Extracted data
+ + +

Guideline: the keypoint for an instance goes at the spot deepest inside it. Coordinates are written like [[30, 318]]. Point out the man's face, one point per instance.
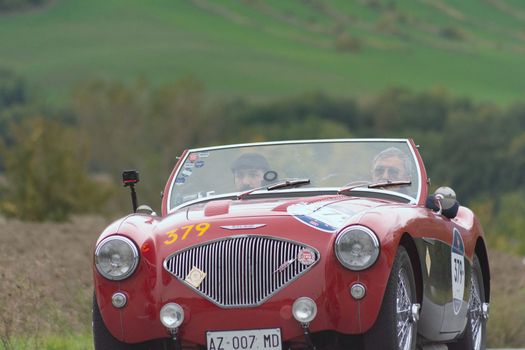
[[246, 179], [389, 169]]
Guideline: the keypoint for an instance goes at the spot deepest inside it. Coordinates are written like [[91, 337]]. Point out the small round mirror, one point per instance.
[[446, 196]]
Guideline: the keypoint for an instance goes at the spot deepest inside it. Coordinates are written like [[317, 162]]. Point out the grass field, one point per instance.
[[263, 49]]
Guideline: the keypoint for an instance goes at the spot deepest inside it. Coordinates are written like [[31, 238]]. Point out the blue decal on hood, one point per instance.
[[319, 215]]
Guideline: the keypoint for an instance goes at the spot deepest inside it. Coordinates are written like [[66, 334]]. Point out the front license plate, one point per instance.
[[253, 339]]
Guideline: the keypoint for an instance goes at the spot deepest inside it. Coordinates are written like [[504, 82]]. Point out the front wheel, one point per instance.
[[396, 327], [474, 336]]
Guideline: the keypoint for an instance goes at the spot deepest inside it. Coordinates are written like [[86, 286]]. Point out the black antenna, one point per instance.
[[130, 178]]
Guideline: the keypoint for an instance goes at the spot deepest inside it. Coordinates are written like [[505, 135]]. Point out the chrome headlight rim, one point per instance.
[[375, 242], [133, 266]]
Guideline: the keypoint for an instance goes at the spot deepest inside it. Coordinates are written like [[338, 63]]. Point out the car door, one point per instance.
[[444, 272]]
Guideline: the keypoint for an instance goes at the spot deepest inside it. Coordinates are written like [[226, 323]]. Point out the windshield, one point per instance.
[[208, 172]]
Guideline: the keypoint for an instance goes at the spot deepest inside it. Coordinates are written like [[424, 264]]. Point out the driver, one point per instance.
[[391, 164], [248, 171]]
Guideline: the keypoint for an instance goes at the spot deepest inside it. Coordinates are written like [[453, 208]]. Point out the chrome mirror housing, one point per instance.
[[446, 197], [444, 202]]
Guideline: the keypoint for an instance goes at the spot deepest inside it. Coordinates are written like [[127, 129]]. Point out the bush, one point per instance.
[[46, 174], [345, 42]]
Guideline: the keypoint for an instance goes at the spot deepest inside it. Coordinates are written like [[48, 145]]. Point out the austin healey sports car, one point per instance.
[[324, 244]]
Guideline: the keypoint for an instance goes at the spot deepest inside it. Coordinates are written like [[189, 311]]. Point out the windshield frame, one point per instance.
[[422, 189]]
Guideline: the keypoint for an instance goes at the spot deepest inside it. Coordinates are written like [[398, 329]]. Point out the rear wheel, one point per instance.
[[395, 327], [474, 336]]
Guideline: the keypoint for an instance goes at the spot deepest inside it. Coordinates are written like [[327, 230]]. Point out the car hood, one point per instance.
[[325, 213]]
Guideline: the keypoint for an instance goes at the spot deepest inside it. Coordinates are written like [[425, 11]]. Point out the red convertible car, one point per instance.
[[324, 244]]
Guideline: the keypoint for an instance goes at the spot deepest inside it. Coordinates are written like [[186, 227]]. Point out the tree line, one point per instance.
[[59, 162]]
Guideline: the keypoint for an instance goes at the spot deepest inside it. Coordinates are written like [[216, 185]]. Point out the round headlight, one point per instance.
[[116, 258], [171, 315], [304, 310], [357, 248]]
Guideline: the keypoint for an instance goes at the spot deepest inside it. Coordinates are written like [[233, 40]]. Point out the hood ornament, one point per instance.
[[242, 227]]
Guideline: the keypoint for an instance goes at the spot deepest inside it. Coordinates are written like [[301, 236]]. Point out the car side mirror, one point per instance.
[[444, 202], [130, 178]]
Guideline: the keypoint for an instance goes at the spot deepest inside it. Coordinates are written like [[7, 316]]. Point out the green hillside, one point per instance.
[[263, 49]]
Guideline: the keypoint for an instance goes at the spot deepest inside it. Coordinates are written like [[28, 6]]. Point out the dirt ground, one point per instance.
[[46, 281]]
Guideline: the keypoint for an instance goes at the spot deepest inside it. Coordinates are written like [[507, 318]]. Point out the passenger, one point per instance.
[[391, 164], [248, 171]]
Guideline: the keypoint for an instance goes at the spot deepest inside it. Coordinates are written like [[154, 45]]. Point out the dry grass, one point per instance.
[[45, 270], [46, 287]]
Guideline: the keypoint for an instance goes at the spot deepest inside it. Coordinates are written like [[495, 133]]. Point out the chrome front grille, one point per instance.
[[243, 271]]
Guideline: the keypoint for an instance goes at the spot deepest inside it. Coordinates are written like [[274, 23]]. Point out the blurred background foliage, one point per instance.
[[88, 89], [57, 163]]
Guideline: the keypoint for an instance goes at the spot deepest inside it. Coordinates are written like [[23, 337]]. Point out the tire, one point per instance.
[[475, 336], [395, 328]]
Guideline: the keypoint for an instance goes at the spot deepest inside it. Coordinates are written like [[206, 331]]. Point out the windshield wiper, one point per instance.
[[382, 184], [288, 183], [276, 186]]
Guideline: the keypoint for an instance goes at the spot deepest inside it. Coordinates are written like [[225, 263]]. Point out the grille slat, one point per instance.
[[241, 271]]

+ + +

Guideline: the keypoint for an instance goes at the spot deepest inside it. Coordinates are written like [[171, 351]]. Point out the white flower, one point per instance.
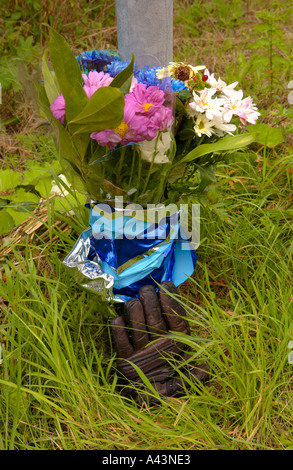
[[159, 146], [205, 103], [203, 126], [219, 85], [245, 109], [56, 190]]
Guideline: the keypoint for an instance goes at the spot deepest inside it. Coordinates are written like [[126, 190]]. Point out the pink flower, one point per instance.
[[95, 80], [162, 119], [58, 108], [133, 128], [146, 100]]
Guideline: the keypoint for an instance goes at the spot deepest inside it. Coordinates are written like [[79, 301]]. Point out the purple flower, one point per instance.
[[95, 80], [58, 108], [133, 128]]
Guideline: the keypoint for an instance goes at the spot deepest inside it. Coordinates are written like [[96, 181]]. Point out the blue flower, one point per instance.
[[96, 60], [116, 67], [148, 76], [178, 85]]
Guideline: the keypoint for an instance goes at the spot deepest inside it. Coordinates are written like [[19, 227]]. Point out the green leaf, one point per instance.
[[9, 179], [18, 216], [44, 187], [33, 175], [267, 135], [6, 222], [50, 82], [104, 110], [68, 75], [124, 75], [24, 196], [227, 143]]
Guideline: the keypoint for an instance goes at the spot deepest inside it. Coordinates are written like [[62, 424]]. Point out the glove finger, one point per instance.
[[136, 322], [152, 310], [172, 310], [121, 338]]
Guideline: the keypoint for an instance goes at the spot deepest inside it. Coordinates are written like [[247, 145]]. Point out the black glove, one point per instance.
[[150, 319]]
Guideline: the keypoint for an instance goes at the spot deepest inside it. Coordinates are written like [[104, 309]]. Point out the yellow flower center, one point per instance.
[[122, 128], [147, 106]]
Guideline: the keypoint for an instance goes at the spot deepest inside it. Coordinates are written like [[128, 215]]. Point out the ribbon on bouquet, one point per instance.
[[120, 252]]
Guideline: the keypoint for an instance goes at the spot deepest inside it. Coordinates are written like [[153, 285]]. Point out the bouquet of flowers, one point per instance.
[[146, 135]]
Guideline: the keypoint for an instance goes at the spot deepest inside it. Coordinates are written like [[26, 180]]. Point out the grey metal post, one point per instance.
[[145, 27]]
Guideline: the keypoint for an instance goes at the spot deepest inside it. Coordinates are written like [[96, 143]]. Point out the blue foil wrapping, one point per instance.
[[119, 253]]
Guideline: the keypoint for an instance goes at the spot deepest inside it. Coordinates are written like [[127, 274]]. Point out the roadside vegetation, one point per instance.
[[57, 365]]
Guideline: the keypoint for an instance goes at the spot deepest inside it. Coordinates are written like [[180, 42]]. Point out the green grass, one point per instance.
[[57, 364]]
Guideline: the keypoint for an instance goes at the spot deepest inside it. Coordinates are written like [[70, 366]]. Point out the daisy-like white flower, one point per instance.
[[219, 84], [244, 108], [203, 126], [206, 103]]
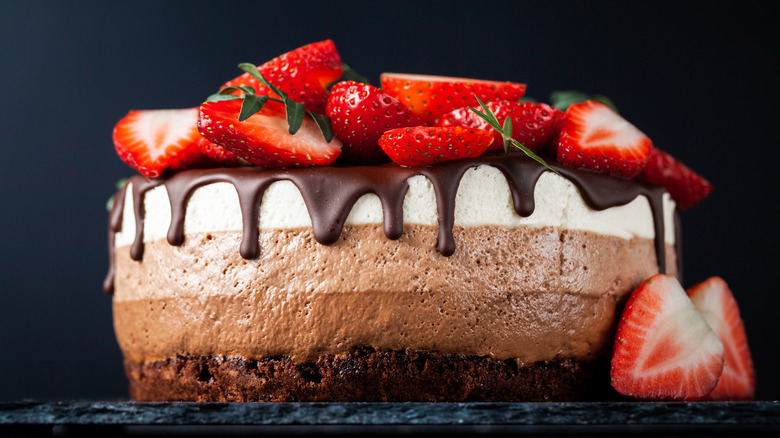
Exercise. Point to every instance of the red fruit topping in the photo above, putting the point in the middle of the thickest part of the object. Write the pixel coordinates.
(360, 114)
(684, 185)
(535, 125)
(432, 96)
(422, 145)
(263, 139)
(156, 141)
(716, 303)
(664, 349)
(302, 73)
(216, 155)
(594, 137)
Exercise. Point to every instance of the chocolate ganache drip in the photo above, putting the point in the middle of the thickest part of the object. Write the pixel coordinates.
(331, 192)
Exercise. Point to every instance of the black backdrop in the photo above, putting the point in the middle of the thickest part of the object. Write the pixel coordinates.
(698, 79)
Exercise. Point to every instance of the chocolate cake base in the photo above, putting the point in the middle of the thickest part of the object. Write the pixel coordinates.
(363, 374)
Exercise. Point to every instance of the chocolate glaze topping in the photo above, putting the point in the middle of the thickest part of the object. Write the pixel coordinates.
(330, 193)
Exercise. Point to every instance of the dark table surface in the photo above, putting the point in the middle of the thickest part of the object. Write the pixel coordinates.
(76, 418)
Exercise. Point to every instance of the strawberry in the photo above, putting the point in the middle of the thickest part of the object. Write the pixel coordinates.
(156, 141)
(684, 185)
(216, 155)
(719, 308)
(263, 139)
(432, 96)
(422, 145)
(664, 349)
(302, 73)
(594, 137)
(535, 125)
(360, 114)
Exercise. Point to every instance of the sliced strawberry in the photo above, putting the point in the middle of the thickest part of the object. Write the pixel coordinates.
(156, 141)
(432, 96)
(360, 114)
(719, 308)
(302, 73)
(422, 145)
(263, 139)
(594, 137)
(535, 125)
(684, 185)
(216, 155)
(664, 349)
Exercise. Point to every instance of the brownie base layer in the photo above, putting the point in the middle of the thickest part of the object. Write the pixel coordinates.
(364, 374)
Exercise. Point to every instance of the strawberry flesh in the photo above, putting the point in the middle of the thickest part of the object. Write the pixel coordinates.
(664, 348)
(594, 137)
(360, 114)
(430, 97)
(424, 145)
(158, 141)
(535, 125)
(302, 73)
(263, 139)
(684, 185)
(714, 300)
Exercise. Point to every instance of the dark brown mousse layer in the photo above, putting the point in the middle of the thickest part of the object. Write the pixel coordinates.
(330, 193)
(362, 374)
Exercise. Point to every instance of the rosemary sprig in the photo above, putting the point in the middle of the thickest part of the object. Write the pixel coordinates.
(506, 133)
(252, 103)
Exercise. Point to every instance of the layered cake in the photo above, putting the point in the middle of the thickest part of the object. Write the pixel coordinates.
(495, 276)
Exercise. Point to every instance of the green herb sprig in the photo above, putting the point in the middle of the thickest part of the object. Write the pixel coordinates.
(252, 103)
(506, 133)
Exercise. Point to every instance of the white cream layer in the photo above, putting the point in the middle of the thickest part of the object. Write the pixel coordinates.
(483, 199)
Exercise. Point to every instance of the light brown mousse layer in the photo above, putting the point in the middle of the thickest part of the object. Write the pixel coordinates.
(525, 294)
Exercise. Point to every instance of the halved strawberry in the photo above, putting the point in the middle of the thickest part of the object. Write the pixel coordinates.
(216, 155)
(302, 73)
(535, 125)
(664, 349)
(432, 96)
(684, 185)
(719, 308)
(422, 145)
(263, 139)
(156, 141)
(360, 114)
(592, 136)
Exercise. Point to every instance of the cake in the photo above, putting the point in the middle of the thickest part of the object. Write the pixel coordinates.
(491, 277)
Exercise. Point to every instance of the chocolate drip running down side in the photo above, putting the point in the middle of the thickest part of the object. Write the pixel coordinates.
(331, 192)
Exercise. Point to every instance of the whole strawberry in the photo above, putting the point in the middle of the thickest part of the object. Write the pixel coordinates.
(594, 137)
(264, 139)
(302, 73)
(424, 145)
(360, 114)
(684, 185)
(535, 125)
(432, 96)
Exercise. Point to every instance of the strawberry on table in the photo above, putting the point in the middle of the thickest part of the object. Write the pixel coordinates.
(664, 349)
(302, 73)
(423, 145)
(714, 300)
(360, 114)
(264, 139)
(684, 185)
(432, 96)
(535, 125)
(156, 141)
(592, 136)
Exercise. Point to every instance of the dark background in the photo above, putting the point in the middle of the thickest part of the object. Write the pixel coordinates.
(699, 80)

+ + +

Please rescale everything from the line containing "slat, one point per instance." down to the line containing "[[241, 271]]", giving those two lines and any between them again with the requests included. Multiply each point coordinate in the answers by 2.45 and round to whole numbers with halves going up, but keep the numbers in the requests unchanged.

Complete answer
Guideline: the keypoint for an instance goes at the spot deepest inside it. Coordinates are written like [[225, 263]]. Point out the grille slat, one point per instance.
[[590, 664]]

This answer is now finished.